| PROVIDED TEXT |
This analysis comes at the expense, in some languages, of postulating either a single nasal consonant that can only be syllabic, or a larger set of nasal vowels than oral vowels, both typologically odd situations. The way such a situation could develop is illustrated by a Jukunoid language, Wukari. Wukari allows oral vowels in syllables like ba, mba and nasal vowels in bã, mã, suggesting that nasals become prenasalized stops before oral vowels. Historically, however, *mb became **mm before nasal vowels, and then reduced to *m, leaving the current asymmetric distribution.[6]

In older speakers of the Tlingit language, [l] and [n] are allophones. Tlingit is usually described as having an unusual, perhaps unique lack of /l/ despite having five lateral obstruents; the older generation could be argued to have /l/ but at the expense of having no nasals.[citation needed]

Lack of phonetic nasals

Several of languages surrounding Puget Sound, such as Quileute (Chimakuan family), Lushootseed (Salishan family), and Makah (Wakashan family), are truly without any nasalization whatsoever, in consonants or vowels, except in special speech registers such as baby talk or the archaic speech of mythological figures (and perhaps not even that in the case of Quileute). This is an areal feature, only a few hundred years old, where nasals became voiced stops ([m] became [b], etc.) after colonial contact. For example, "Snohomish" is currently pronounced sdohobish, but was transcribed with nasals in the first English-language records.[citation needed]

The only other places in the world where this is known to occur are in Melanesia. In the central dialect of the Rotokas language of Bougainville Island, nasals are only used when imitating foreign accents. (A second dialect has a series of nasals.) The Lakes Plain languages of West Irian are similar.

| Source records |
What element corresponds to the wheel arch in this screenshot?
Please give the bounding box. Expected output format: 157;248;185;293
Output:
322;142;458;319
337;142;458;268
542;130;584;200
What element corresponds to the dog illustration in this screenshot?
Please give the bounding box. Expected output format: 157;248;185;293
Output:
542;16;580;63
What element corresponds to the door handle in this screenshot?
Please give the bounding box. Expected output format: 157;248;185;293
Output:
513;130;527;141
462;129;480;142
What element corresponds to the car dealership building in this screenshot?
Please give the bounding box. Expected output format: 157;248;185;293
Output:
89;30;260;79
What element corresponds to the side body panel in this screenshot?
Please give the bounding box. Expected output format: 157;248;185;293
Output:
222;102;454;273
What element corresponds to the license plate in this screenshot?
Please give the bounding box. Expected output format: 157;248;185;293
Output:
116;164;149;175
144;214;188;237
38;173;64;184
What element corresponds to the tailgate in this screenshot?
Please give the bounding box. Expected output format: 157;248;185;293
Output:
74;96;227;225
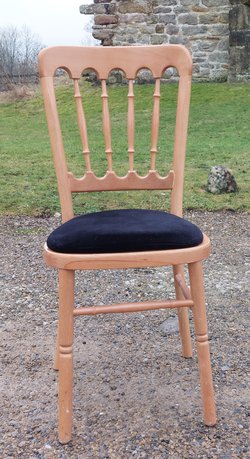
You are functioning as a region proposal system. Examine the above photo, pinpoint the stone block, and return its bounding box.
[229,5,250,30]
[198,40,217,53]
[93,27,114,40]
[229,0,250,6]
[95,14,118,25]
[159,14,176,24]
[166,24,180,35]
[180,0,200,5]
[208,51,229,63]
[155,24,165,33]
[182,24,208,35]
[79,5,95,14]
[229,30,250,47]
[208,24,229,38]
[161,0,178,6]
[169,35,185,45]
[153,6,172,14]
[192,3,209,13]
[202,0,228,8]
[199,12,229,24]
[217,37,229,51]
[94,3,117,14]
[177,13,198,25]
[207,166,238,194]
[118,0,153,14]
[151,33,166,45]
[228,46,250,82]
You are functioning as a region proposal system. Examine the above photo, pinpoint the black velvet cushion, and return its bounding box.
[47,209,203,253]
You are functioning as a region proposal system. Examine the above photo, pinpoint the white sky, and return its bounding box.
[0,0,95,46]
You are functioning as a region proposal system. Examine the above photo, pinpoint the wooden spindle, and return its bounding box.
[150,78,161,171]
[74,79,91,172]
[101,80,112,172]
[128,80,135,171]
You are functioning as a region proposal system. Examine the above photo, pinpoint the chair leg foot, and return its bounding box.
[189,262,217,426]
[59,269,74,444]
[173,265,192,359]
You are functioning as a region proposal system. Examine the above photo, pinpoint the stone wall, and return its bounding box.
[80,0,250,81]
[228,0,250,82]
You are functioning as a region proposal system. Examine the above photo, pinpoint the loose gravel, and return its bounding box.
[0,212,250,459]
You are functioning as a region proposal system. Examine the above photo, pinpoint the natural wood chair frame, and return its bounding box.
[39,45,216,443]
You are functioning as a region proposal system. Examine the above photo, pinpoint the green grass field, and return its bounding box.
[0,82,250,215]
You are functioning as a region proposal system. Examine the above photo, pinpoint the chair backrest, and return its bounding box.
[39,45,192,221]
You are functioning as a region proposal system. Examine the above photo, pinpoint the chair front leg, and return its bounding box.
[53,326,59,371]
[173,265,192,358]
[188,262,216,426]
[59,269,75,444]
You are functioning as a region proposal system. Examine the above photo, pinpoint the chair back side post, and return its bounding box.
[171,75,191,217]
[41,76,74,223]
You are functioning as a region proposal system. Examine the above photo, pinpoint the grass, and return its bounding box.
[0,82,250,215]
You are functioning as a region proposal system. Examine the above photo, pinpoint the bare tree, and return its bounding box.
[0,26,43,87]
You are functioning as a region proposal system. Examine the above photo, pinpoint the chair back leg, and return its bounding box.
[188,262,216,426]
[53,326,59,371]
[173,265,192,359]
[59,269,75,444]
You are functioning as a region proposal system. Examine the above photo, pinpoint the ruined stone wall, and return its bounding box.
[80,0,250,81]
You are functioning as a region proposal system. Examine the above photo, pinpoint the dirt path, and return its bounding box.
[0,212,250,459]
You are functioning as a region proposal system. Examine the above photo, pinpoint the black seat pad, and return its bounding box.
[47,209,203,253]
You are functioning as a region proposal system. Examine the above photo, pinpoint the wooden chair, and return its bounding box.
[39,45,216,443]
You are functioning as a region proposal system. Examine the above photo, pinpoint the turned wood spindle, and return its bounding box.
[128,80,135,171]
[74,79,91,172]
[150,78,161,171]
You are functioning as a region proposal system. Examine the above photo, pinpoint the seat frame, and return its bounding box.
[39,45,216,443]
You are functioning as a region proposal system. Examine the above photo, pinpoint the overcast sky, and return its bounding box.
[0,0,95,46]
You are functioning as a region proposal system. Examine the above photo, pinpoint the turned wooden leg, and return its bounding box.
[188,262,216,426]
[59,269,74,443]
[53,327,59,370]
[173,265,192,358]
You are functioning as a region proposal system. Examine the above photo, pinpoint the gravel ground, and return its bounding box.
[0,212,250,459]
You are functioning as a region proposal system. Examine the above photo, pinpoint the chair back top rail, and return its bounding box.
[39,45,192,221]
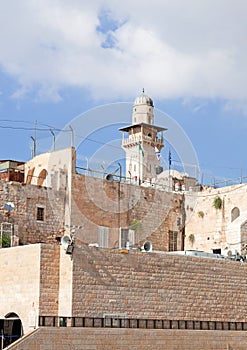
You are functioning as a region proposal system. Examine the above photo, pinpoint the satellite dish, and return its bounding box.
[61,235,71,250]
[4,202,15,211]
[105,174,113,182]
[143,241,153,252]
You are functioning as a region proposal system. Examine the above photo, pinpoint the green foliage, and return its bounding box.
[198,210,204,219]
[213,196,222,209]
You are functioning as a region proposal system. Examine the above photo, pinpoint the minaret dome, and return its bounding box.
[132,89,154,125]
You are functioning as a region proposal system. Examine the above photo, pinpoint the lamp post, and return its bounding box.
[50,129,56,151]
[105,163,122,248]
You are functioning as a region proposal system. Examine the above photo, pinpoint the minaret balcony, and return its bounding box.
[122,135,164,147]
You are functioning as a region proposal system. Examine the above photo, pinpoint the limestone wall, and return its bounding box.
[71,175,183,251]
[0,244,40,333]
[73,246,247,322]
[185,184,247,254]
[0,180,65,244]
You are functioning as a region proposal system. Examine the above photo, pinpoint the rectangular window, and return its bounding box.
[98,226,109,248]
[37,207,45,221]
[121,228,135,248]
[169,231,178,252]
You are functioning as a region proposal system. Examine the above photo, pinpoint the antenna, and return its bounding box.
[61,235,72,250]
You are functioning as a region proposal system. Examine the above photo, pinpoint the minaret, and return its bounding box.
[120,89,166,184]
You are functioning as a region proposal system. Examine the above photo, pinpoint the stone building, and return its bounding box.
[0,93,247,350]
[185,184,247,256]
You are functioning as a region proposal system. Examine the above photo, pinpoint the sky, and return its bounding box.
[0,0,247,183]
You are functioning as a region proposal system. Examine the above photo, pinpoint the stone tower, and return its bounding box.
[120,89,166,184]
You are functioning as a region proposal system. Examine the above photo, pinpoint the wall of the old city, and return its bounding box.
[73,246,247,322]
[71,175,183,250]
[9,327,247,350]
[185,184,247,254]
[0,244,41,333]
[39,244,61,316]
[0,180,65,245]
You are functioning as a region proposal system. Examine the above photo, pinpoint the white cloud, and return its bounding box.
[0,0,247,101]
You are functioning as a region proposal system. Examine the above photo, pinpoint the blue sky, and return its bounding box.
[0,0,247,183]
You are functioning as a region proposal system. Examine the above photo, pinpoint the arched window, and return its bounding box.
[38,169,47,186]
[231,207,240,221]
[26,168,35,185]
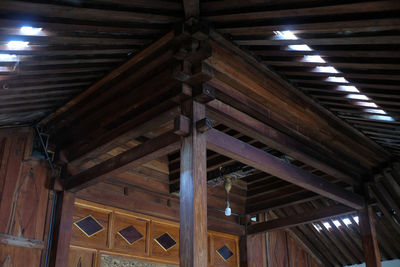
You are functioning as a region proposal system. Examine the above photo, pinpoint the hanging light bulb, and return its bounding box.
[224,176,232,216]
[225,201,232,216]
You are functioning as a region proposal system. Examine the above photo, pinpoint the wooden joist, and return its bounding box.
[247,205,356,235]
[68,107,179,166]
[182,0,200,19]
[50,191,75,267]
[206,129,364,209]
[207,1,398,23]
[359,206,381,267]
[65,129,185,192]
[207,100,358,184]
[0,0,179,24]
[40,32,174,125]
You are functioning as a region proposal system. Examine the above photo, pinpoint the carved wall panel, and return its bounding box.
[0,128,51,267]
[69,199,239,267]
[68,247,96,267]
[150,221,179,262]
[100,254,178,267]
[71,205,111,249]
[113,212,150,256]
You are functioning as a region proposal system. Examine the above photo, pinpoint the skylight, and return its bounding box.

| OBJECTIVE 1 |
From the passage on nasal sounds, return the words from "The only other" to "Irian are similar." without any changes.
| OBJECTIVE 2 |
According to the passage on nasal sounds, when are nasals used in the central dialect of Rotokas?
| OBJECTIVE 3 |
Continue the passage on nasal sounds, starting after its final sentence.

| TASK RESULT 1 |
The only other places in the world where this is known to occur are in Melanesia. In the central dialect of the Rotokas language of Bougainville Island, nasals are only used when imitating foreign accents. (A second dialect has a series of nasals.) The Lakes Plain languages of West Irian are similar.

| TASK RESULT 2 |
Only when imitating foreign accents.

| TASK RESULT 3 |
The unconditioned loss of nasals, as in Puget Sound, is unusual. However, currently in Korean, word-initial /m/ and /n/ are shifting to [b] and [d]. This started out in nonstandard dialects and was restricted to the beginning of prosodic units (a common position for fortition), but has expanded to many speakers of the standard language to the beginnings of common words even within prosodic units.[7]

See also

Notes

  1. ^ These languages lie in a band from western Liberia to southeastern Nigeria, and north to southern Burkina Faso. They include:
    • Liberia: Kpelle (Mande); Grebo, Klao (Kru)
    • Burkina Faso: Bwamu (Gur)
    • Ivory Coast: Dan, Guro-Yaoure, Wan-Mwan, Gban/Gagu, Tura (Mande); Senadi/Senufo (Gur); Nyabwa, Wè (Kru); Ebrié, Avikam, Abure (Kwa)
    • Ghana: Abron, Akan, Ewe (Kwa)
    • Benin: Gen, Fon (Kwa)
    • Nigeria: Mbaise Igbo, Ikwere (Igboid)
    • CAR: Yakoma (Ubangi)
    (Heine & Nurse, eds, 2008, A Linguistic Geography of Africa, p.46)

References

  1. ^ Coloma, Germán (2018), "Argentine Spanish" (PDF), Journal of the International Phonetic Association, 48 (2): 243–250, doi:10.1017/S0025100317000275, S2CID 232345835
  2. ^ "Yanuyuwa".
  3. ^ Ladefoged, Peter; Maddieson, Ian (1996). The Sounds of the World's Languages. Oxford: Blackwell. p. 102. ISBN 978-0-631-19815-4.
  4. ^ Maddieson, Ian. 2008. Absence of Common Consonants. In: Haspelmath, Martin & Dryer, Matthew S. & Gil, David & Comrie, Bernard (eds.) The World Atlas of Language Structures Online. Munich: Max Planck Digital Library, chapter 18. Available online at http://wals.info/feature/18 2009-06-01 at the Wayback Machine. Accessed on 2008-09-15.
  5. ^ As noted by Kay Williamson (1989:24).
  6. ^ Larry Hyman, 1975. "Nasal states and nasal processes." In Nasalfest: Papers from a Symposium on Nasals and Nasalization, pp. 249–264
  7. ^ Yoshida, Kenji, 2008. "Phonetic implementation of Korean 'denasalization' and its variation related to prosody". IULC Working Papers, vol. 6.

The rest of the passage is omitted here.